### Work instructions
Render the lines from the one containing "Put one marker on each instance of the landing" through the end of the records, both ends included, as a JSON list of strings with one string per line and blank lines left out.
** begin **
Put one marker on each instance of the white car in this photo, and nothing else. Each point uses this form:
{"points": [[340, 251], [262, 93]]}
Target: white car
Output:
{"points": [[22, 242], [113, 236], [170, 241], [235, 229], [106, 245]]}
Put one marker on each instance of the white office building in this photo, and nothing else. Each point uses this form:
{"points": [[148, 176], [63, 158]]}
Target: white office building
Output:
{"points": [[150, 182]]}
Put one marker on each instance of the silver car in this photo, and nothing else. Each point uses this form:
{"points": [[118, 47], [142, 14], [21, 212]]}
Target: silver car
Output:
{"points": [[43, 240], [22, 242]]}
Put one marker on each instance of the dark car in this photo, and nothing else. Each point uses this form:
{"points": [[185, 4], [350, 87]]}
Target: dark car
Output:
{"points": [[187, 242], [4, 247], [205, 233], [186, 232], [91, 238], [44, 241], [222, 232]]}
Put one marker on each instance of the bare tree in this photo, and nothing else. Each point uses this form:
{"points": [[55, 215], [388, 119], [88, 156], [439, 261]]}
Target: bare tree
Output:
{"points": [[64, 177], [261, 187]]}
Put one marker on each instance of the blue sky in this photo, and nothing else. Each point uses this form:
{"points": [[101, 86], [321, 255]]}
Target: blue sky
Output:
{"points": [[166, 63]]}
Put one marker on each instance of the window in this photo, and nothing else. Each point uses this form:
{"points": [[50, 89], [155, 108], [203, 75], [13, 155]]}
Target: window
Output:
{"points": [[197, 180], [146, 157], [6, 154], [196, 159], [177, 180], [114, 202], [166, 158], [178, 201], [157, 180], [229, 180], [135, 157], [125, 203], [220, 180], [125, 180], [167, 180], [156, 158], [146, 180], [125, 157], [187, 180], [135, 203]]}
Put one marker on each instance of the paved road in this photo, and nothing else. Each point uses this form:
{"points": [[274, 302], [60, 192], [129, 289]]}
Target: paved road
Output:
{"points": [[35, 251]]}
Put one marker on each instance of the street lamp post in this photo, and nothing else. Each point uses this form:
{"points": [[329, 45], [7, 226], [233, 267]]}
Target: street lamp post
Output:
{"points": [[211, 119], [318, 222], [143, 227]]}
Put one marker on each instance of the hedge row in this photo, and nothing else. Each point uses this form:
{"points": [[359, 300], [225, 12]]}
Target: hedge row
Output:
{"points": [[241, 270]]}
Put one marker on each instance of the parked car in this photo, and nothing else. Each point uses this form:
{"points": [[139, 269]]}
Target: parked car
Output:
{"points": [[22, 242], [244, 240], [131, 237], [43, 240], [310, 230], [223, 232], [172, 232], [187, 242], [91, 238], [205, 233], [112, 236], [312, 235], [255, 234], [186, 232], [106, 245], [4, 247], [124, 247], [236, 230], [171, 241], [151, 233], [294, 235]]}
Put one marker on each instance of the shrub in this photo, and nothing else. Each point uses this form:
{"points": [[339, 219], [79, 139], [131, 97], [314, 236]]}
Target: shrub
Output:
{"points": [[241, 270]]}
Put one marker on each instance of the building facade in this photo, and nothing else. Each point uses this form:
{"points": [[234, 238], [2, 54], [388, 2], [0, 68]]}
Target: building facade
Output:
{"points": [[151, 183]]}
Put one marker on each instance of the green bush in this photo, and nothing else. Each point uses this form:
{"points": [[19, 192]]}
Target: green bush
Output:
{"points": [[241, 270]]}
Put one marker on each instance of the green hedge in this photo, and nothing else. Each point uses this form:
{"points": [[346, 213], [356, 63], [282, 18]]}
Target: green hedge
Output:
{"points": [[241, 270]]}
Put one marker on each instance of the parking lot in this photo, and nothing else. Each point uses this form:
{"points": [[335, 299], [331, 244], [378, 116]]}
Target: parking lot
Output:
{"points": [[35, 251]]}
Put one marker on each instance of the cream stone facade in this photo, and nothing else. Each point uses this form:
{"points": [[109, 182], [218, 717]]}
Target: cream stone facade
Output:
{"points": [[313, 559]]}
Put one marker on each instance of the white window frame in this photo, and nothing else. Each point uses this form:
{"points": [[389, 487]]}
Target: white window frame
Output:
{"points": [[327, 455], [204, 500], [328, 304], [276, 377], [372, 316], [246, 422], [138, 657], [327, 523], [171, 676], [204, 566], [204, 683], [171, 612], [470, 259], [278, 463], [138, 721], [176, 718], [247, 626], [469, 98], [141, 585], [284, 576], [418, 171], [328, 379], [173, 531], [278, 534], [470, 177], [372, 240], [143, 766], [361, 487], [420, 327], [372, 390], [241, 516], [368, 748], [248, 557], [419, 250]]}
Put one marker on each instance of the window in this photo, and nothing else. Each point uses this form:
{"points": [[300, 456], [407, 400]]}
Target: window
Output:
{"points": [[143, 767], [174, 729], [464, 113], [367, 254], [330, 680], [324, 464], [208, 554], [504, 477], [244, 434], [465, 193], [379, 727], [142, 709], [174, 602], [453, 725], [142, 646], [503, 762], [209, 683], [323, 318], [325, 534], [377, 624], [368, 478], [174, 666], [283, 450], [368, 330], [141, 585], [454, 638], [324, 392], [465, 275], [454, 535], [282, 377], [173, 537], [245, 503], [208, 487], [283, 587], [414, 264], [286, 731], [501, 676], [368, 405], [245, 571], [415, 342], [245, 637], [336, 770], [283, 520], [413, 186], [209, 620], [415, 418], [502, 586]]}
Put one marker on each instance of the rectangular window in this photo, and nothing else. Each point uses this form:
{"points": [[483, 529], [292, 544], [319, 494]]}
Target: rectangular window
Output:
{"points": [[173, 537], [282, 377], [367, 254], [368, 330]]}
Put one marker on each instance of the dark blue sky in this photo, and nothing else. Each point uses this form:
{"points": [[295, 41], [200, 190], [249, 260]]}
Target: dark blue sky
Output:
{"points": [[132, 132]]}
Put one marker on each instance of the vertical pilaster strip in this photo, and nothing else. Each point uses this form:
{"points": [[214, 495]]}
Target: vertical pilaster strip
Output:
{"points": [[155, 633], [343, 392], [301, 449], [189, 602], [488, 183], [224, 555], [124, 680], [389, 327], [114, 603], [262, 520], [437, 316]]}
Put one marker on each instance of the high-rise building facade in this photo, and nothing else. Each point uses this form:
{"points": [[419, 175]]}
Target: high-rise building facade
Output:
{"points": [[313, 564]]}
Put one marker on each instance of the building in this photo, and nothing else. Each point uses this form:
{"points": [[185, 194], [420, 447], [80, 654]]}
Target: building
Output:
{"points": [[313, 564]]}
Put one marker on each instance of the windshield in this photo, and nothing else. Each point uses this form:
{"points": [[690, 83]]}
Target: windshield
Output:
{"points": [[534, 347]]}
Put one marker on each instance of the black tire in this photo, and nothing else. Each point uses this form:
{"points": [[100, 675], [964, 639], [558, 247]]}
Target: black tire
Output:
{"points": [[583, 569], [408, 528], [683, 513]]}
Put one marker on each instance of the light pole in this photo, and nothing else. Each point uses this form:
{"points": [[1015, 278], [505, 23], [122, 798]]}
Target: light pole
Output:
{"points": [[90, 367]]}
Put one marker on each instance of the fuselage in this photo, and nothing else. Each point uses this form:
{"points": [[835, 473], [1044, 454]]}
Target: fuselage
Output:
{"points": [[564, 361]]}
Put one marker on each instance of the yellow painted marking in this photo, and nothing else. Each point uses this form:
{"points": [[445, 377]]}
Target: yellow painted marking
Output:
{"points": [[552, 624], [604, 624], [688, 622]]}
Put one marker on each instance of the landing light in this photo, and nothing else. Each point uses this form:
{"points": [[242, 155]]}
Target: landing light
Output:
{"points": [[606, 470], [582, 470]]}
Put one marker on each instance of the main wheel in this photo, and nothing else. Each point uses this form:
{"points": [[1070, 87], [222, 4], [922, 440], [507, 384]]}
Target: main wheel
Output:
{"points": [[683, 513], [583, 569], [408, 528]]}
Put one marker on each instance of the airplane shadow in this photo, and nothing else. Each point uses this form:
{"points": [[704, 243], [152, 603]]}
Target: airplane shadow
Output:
** end **
### Output of the task
[
  "Put one marker on each instance of the landing light in this photo, and nothing else. Each point uses this form:",
  "{\"points\": [[242, 155]]}",
  "Target: landing light",
  "Output:",
  "{\"points\": [[606, 470], [582, 470]]}",
  "Put one marker on each instance of the main wheel in this photo, and nothing else. Each point uses this form:",
  "{\"points\": [[1070, 87], [222, 4], [922, 440], [507, 384]]}",
  "Target: main wheel",
  "Output:",
  "{\"points\": [[683, 513], [583, 569], [408, 528]]}",
  "Put one marker on each instance of the airplane shadow in this photo, and nothing else. Each point uses this form:",
  "{\"points\": [[704, 243], [152, 603]]}",
  "Target: airplane shadow",
  "Output:"
]